__What needs to be done__:
Reproduce without any changes the stretch of rows below from the line containing "Task: each instance of the concrete" through the end of the rows, including both of those lines.

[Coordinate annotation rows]
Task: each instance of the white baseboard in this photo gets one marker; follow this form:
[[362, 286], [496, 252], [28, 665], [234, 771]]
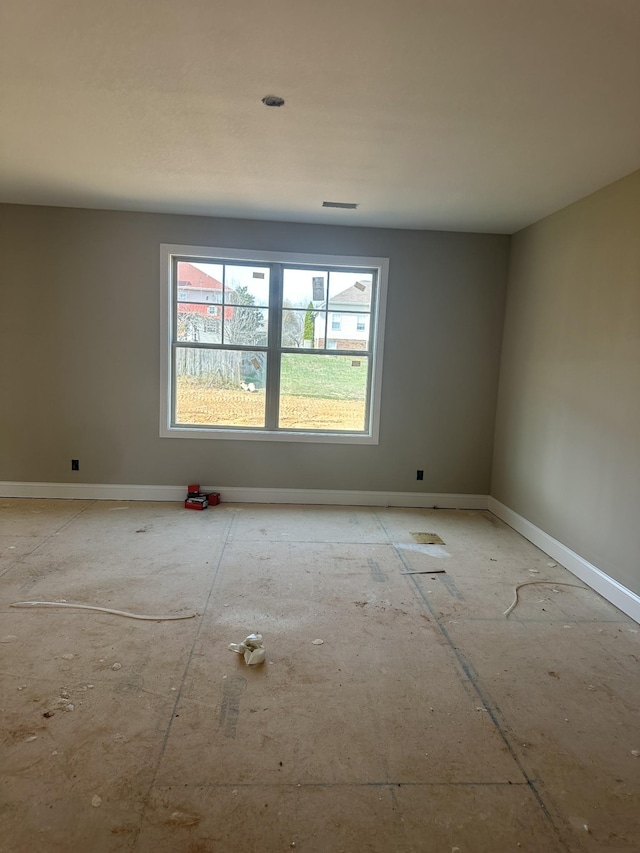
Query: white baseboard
[[239, 494], [624, 599]]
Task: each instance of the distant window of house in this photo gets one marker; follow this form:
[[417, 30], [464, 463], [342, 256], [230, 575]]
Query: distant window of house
[[267, 367]]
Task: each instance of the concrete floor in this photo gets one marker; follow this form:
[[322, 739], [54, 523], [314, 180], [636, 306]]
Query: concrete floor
[[426, 721]]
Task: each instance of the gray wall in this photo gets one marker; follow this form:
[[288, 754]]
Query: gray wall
[[79, 356], [567, 450]]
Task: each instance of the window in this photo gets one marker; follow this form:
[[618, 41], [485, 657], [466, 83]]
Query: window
[[260, 363]]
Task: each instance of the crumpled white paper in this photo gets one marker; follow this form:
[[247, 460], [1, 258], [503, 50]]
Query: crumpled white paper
[[252, 648]]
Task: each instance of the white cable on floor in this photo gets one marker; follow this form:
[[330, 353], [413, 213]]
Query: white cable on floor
[[101, 609], [531, 583]]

__Correct response__:
Task: each instance of the concrete floor in this photo gets one marker; follow this form:
[[322, 739], [54, 523], [314, 180], [636, 306]]
Query: concrete floor
[[426, 721]]
Task: each instance of the gray wall in this photo gets one marker; follow this form:
[[288, 754]]
Query: gray wall
[[79, 356], [567, 450]]
Task: each instance of the window in this photo gets one marker; follow this form:
[[618, 41], [485, 657], [466, 83]]
Query: window
[[260, 363]]
Task: each instance of the crumpled white paper in this photo gets one marker; follow this form:
[[247, 460], [1, 258], [503, 50]]
Query: crumpled white paper
[[252, 648]]
Task: each instance of the white cable on floor in this photo gets one marker; follow this form:
[[330, 353], [413, 213]]
Query: white cable on floor
[[101, 609], [531, 583]]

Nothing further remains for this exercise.